Directions for this task
Output an exact reproduction of the data.

═══ Available records ═══

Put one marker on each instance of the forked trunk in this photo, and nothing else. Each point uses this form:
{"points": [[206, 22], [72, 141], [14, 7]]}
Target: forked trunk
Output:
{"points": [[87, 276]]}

═══

Answer for this exercise
Put one marker on each instance of the forked trunk in this photo, and nothing else. Each point uses this form:
{"points": [[206, 22], [72, 141], [14, 7]]}
Target: forked trunk
Output:
{"points": [[87, 276]]}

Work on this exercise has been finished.